Aim of the task: The records below must be repeated exactly, but without their pictures.

Records for the exercise:
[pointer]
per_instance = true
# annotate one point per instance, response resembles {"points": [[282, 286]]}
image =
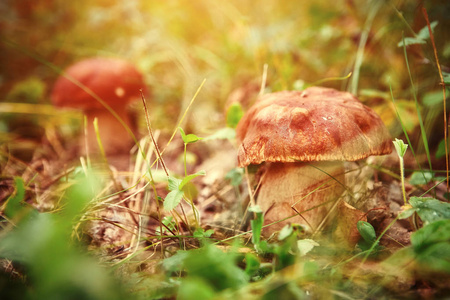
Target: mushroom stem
{"points": [[113, 135], [309, 188]]}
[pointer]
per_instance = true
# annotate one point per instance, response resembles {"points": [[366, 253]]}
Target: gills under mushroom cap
{"points": [[317, 124]]}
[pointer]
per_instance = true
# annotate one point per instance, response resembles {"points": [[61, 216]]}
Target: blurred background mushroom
{"points": [[102, 88], [303, 139]]}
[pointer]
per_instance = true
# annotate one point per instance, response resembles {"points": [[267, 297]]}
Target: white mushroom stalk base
{"points": [[114, 137], [305, 191]]}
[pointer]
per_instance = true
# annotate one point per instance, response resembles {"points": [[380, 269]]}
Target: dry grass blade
{"points": [[442, 83], [149, 127]]}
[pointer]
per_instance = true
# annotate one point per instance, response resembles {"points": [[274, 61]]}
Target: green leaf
{"points": [[173, 199], [440, 152], [234, 114], [235, 176], [195, 289], [432, 99], [201, 233], [189, 178], [211, 265], [174, 183], [13, 204], [419, 178], [446, 78], [410, 41], [421, 36], [424, 33], [256, 225], [367, 231], [306, 245], [407, 212], [430, 209], [400, 147], [285, 232], [431, 245], [252, 264], [189, 138]]}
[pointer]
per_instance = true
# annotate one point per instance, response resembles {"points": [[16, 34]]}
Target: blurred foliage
{"points": [[177, 44]]}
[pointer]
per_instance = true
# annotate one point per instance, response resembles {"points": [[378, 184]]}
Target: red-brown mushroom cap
{"points": [[115, 81], [316, 124]]}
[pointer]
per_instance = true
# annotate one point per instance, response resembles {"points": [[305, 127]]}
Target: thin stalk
{"points": [[402, 177], [419, 115]]}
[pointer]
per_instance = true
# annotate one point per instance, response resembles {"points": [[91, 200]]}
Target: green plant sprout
{"points": [[177, 186], [401, 147]]}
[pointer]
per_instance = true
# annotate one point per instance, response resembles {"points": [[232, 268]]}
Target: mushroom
{"points": [[115, 82], [304, 138]]}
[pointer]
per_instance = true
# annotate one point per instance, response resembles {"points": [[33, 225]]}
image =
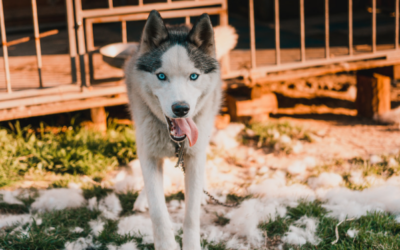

Your response:
[pointer]
per_instance = true
# annotate one point per instance, response resembles {"points": [[282, 286]]}
image =
Target: mushroom stem
{"points": [[113, 135], [309, 188]]}
[pointer]
per_instance = true
# annotate one point per instance, response resembles {"points": [[366, 253]]}
Target: gills under mushroom cap
{"points": [[317, 124]]}
[pointer]
per_instance = true
# annotate one point per instance, response resembles {"points": [[61, 216]]}
Target: blurred background mushroom
{"points": [[102, 88], [303, 139]]}
[pointer]
per_instance = true
# annotate one point per instance, response resembles {"points": [[267, 297]]}
Target: white mushroom stalk base
{"points": [[114, 137], [305, 191]]}
[pointer]
per_instance = true
# annotate one point per instance, response resembles {"points": [[380, 269]]}
Target: dry grass blade
{"points": [[442, 83], [149, 127]]}
[pointer]
per_instance = true
# annotate one point per instance, response resembles {"points": [[274, 61]]}
Target: green leaf
{"points": [[173, 199], [440, 152], [234, 114], [235, 176], [195, 289], [432, 99], [201, 233], [189, 178], [211, 265], [174, 183], [13, 204], [419, 178], [446, 78], [410, 41], [421, 36], [424, 33], [256, 225], [367, 231], [306, 245], [407, 212], [430, 209], [400, 147], [285, 232], [431, 245], [252, 264], [189, 138]]}
[pointer]
per_instance = true
# annotate one point per instance, response resembles {"points": [[16, 34]]}
Target: blurred foliage
{"points": [[177, 44]]}
[pointer]
per_instance = true
# annotate one point per instance, response resembles {"points": [[378, 184]]}
Target: red-brown mushroom cap
{"points": [[115, 81], [316, 124]]}
[pointer]
per_instance = true
# annotate one point per instance, response resembles {"points": [[305, 127]]}
Target: thin stalk
{"points": [[402, 177], [419, 115]]}
[pointer]
per_instance = true
# annotate one point per instance, response resembles {"points": [[91, 200]]}
Target: green plant sprout
{"points": [[177, 186], [401, 147]]}
[pointer]
per_instance = true
# annotate one point per instance, response resembles {"points": [[232, 268]]}
Target: mushroom
{"points": [[115, 82], [304, 138]]}
[pointer]
per_instance = true
# annotate one point per instance, response resembles {"points": [[33, 225]]}
image =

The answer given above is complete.